TEKS HALAMAN:
___
Dalam terjemahan modern, *Muhaimin* sering diterjemahkan sebagai "batu ujian". Ini menyatukan dua makna sebelumnya. Al-Qur'an adalah kriteria yang dengannya kebenaran universal diukur. Ia adalah timbangan yang membedakan antara ajaran Ilahi murni dan interpretasi atau tambahan manusia. Segala sesuatu yang ada dalam Taurat, Injil, atau tradisi agama lain harus lulus ujian Al-Qur'an untuk dianggap sah secara Ilahi dalam konteks syariat akhir zaman.
___
KUMPULAN DATA MATERI:
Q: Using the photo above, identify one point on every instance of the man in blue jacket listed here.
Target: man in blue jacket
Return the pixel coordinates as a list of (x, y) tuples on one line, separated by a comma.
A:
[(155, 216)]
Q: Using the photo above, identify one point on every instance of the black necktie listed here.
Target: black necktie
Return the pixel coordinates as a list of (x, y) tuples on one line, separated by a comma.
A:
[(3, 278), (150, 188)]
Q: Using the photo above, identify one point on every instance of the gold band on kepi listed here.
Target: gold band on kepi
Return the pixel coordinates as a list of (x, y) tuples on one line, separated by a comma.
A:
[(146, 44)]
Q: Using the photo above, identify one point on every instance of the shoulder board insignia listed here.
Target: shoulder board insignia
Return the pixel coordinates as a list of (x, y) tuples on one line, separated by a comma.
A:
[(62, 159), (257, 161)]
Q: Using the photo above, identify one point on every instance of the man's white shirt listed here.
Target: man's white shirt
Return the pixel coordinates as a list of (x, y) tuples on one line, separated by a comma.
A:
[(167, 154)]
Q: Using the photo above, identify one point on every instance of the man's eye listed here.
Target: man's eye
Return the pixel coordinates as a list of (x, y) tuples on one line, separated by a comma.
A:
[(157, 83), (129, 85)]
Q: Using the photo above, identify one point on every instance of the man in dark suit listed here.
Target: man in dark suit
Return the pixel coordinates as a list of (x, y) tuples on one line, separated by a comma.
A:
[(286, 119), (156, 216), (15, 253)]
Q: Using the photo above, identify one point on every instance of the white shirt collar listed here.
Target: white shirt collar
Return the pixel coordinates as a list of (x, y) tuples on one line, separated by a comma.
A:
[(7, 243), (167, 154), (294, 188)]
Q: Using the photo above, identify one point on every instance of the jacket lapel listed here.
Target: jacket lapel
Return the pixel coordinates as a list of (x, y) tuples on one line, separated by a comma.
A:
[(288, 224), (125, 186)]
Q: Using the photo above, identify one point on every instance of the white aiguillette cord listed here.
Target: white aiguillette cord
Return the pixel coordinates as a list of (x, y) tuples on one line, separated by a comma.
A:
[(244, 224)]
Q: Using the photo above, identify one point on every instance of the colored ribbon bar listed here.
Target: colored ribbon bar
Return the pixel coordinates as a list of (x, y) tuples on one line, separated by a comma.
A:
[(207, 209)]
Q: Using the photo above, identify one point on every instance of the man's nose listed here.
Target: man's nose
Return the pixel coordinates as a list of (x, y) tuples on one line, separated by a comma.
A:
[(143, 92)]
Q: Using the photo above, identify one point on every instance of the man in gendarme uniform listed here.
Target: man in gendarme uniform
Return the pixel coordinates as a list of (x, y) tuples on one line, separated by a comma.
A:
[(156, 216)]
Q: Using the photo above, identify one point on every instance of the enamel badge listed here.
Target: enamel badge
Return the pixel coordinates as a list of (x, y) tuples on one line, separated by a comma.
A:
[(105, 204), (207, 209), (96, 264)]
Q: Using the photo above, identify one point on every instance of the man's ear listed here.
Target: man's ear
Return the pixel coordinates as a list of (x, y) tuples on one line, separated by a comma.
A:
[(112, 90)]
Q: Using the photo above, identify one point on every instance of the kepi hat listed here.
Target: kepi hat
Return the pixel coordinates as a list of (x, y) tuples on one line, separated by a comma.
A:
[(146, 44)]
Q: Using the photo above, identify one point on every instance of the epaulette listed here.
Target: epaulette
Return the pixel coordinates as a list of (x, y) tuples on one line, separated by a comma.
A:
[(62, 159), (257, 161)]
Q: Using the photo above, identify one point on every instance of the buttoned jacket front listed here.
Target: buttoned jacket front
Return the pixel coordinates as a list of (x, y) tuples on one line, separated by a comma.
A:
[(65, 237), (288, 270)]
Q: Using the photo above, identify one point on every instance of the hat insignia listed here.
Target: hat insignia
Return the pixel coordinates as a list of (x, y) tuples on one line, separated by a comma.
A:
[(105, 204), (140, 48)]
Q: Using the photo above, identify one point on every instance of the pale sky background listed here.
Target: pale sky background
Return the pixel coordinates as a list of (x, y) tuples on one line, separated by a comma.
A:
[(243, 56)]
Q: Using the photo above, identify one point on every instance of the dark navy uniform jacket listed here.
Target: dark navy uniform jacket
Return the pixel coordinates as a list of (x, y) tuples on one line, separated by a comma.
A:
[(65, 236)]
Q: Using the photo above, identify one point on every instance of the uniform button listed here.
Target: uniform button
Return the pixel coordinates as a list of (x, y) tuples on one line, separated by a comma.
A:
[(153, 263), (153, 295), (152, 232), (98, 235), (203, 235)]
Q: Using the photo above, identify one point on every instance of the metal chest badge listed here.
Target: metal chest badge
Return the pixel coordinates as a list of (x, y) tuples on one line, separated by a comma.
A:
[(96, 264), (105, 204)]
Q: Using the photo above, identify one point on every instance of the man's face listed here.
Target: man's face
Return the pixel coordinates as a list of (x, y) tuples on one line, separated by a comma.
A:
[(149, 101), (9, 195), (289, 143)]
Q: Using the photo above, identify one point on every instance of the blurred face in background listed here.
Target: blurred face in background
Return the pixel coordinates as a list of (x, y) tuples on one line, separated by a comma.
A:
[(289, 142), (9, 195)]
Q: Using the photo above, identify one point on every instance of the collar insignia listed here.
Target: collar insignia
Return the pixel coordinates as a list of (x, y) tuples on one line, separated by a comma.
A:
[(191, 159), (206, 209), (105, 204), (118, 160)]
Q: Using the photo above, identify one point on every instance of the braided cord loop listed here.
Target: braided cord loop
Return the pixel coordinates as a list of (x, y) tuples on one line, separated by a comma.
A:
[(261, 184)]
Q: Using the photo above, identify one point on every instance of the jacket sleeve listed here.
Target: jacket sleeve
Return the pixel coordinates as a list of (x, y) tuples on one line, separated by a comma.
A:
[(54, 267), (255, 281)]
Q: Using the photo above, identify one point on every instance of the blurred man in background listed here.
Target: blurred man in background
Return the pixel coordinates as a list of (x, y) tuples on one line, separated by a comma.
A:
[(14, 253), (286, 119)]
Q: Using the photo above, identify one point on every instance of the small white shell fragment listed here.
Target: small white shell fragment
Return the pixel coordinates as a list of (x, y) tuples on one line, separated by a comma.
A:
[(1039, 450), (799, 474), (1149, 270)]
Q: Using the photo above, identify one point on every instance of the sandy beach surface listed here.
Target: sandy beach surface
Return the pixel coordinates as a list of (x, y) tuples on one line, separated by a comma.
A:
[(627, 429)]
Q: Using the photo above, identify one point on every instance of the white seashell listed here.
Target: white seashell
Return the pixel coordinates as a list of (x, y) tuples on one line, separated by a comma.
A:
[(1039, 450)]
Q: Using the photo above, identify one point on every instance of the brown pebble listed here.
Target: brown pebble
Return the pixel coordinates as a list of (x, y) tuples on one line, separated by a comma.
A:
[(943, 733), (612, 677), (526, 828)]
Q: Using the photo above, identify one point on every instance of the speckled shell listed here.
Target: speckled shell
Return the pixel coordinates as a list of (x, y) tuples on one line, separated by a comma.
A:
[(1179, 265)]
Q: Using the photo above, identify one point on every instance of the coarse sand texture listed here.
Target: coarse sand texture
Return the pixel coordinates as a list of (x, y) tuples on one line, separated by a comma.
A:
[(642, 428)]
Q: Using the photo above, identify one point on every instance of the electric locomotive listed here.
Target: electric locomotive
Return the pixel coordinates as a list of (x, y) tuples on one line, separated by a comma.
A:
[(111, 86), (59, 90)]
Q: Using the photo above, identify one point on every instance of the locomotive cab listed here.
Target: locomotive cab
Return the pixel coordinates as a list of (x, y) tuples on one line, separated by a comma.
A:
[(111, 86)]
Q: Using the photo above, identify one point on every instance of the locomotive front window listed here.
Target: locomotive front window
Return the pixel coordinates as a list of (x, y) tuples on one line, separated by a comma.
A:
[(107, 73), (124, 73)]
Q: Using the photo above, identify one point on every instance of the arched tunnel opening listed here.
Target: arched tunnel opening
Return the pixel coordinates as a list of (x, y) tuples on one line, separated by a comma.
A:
___
TUGAS WAJIB:
**1)** Perbarui bagian teks tentang Muhaimin antara "Dalam terjemahan modern, *Muhaimin*" dan "syariat akhir zaman.", termasuk keduanya, dengan mengganti "timbangan" menjadi "neraca".
**2)** Ubah paragraf teks tentang Muhaimin yang diawali "Dalam terjemahan modern" menjadi daftar poin yang tetap memuat fakta utamanya.
**3)** Tentukan apakah setiap pernyataan berikut sesuai dengan teks tentang Muhaimin. Jawab ya atau tidak, lalu kutip kata-kata penentunya dari teks.
(a) Terjemahan "batu ujian" menyatukan dua makna sebelumnya.
(b) Hanya isi Taurat yang harus lulus ujian Al-Qur'an.
(c) Al-Qur'an disebut sebagai kriteria untuk mengukur kebenaran universal.
Materi ini tidak berkaitan dengan teks tentang Muhaimin.

JAWABAN LENGKAP:
**1)**
Dalam terjemahan modern, *Muhaimin* sering diterjemahkan sebagai "batu ujian". Ini menyatukan dua makna sebelumnya. Al-Qur'an adalah kriteria yang dengannya kebenaran universal diukur. Ia adalah neraca yang membedakan antara ajaran Ilahi murni dan interpretasi atau tambahan manusia. Segala sesuatu yang ada dalam Taurat, Injil, atau tradisi agama lain harus lulus ujian Al-Qur'an untuk dianggap sah secara Ilahi dalam konteks syariat akhir zaman.

**2)**
- Dalam terjemahan modern, Muhaimin sering diterjemahkan sebagai "batu ujian", yang menyatukan dua makna sebelumnya.
- Al-Qur'an adalah kriteria untuk mengukur kebenaran universal.
- Al-Qur'an membedakan ajaran Ilahi murni dari interpretasi atau tambahan manusia.
- Segala isi Taurat, Injil, atau tradisi agama lain harus lulus ujian Al-Qur'an agar dianggap sah secara Ilahi dalam konteks syariat akhir zaman.

**3)**
(a) Ya: "Ini menyatukan dua makna sebelumnya."
(b) Tidak: "Segala sesuatu yang ada dalam Taurat, Injil, atau tradisi agama lain harus lulus ujian Al-Qur'an"
(c) Ya: "Al-Qur'an adalah kriteria yang dengannya kebenaran universal diukur."